[Problem requirements]: List every line of the records below that contains the string "another", matching case exactly.

Dataset records:
________________________
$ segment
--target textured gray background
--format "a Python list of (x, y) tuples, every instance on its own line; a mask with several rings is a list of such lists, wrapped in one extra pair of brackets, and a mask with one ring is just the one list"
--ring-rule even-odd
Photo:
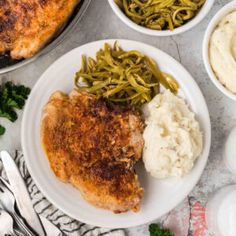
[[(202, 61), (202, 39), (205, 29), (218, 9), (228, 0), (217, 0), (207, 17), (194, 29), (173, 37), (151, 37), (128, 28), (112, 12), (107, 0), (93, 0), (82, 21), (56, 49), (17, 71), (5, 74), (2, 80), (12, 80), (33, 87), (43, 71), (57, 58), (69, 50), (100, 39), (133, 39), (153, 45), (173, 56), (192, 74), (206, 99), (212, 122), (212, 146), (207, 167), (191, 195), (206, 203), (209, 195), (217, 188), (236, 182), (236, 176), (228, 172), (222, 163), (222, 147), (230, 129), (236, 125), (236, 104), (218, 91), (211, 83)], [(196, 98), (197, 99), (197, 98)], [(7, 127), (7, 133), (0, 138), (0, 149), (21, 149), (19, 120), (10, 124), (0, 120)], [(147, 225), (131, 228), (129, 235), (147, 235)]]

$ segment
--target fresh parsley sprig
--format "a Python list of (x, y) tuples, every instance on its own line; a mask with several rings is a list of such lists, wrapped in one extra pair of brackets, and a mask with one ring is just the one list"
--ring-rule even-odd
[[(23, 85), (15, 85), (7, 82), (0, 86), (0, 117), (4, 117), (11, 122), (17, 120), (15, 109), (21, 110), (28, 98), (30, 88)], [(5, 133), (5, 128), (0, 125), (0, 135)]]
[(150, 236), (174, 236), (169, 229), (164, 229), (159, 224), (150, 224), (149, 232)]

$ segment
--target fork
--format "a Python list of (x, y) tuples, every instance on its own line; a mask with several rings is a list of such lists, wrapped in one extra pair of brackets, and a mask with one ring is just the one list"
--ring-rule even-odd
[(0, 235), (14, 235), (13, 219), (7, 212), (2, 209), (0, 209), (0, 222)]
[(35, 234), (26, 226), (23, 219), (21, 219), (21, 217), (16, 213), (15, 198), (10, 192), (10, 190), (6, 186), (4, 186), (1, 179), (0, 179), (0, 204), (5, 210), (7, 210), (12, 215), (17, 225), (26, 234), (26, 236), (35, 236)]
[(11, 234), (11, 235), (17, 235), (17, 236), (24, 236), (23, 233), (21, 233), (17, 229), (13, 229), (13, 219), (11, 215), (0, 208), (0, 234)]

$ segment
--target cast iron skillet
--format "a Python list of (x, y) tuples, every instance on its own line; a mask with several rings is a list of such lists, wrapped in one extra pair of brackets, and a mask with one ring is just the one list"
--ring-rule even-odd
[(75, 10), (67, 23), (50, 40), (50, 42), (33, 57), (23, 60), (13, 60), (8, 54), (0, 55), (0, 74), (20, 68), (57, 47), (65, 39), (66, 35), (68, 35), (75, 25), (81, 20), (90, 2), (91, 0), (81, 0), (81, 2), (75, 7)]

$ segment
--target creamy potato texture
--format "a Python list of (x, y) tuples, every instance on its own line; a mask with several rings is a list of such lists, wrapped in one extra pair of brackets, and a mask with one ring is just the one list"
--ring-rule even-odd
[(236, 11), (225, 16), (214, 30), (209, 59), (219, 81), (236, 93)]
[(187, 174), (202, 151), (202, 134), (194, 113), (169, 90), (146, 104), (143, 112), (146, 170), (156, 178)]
________________________
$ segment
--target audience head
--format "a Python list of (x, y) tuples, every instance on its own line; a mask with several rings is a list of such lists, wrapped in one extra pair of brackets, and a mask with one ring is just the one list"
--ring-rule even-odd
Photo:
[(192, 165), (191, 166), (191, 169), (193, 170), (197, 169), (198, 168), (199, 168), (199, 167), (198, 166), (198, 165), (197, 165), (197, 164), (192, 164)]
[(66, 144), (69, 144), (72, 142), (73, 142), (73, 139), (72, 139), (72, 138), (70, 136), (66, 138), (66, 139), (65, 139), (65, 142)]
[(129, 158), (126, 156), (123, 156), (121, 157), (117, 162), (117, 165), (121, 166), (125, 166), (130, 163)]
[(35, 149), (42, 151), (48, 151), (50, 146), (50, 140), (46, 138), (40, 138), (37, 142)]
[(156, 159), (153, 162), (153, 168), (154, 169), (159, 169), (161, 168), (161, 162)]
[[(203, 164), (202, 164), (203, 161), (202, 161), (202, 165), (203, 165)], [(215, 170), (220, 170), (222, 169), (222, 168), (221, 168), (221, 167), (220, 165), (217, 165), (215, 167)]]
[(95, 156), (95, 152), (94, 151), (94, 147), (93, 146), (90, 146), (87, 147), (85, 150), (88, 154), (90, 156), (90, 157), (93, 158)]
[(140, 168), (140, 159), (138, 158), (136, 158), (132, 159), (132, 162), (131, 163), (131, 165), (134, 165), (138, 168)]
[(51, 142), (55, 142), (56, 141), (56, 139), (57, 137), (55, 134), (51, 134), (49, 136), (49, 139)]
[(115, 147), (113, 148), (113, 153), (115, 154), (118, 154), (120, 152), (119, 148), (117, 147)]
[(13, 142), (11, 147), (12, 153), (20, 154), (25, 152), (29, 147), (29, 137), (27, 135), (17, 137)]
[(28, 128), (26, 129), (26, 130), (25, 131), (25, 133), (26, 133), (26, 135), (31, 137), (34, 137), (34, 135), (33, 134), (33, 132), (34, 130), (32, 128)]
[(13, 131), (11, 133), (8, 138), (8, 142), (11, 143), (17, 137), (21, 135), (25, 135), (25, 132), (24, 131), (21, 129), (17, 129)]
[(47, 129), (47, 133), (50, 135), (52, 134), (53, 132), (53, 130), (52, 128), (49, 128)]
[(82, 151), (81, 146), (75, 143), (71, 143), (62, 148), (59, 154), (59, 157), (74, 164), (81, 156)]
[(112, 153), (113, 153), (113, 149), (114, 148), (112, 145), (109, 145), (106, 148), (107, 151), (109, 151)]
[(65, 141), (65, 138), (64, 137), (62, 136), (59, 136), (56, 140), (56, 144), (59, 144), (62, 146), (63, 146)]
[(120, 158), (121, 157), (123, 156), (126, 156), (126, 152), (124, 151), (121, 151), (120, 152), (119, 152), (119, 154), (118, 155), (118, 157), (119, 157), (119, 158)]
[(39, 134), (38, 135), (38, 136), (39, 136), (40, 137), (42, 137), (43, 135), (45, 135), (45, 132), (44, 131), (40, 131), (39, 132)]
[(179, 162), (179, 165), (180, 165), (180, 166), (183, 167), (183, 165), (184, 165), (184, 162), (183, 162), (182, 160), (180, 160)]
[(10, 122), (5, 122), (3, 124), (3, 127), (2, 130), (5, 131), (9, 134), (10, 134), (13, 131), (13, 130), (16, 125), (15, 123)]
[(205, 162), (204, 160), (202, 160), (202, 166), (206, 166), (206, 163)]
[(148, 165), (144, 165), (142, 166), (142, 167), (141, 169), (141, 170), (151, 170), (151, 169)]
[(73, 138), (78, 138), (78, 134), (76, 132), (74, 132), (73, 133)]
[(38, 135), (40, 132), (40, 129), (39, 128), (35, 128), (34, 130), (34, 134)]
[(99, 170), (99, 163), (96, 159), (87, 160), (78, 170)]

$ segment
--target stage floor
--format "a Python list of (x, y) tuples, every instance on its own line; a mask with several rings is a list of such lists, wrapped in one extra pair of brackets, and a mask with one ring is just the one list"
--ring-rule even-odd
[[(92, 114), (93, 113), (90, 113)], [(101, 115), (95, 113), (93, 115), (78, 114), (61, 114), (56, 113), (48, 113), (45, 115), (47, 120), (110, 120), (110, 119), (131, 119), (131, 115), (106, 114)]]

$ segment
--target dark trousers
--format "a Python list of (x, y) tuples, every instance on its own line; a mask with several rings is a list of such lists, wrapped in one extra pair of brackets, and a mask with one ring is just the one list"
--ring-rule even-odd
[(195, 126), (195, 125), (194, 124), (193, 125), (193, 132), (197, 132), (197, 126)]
________________________
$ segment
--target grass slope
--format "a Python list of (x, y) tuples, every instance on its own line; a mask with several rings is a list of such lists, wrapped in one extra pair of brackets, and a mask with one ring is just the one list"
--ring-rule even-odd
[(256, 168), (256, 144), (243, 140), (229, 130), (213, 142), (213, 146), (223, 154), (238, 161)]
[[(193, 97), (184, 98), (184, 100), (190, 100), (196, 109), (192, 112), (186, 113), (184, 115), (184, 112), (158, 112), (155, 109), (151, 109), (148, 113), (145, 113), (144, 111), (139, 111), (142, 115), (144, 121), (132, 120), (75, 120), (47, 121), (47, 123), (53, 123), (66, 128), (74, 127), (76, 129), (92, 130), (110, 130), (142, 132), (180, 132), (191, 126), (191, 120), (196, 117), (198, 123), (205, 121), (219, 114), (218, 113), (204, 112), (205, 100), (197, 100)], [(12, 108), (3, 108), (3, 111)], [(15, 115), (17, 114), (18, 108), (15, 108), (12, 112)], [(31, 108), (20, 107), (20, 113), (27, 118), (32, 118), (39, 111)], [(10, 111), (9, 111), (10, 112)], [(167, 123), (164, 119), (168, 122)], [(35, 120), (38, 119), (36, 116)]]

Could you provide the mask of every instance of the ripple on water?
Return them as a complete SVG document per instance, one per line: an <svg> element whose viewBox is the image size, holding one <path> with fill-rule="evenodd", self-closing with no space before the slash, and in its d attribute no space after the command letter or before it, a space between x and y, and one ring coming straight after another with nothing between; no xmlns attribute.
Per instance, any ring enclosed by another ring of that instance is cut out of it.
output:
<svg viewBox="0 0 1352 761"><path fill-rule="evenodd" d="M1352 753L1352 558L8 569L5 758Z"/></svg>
________________________
[Solution to this problem]:
Return them as a complete SVG document per instance, one per line: an <svg> element whose viewBox is the image size, holding one <path> with fill-rule="evenodd", self-closing with no space before the slash, and in its d attribute no space after the command letter or before it, a space between x and y, and one ring coming straight after another with nothing between; no xmlns attribute.
Per instance, any ring enclosed by another ring of that instance is cut out of it.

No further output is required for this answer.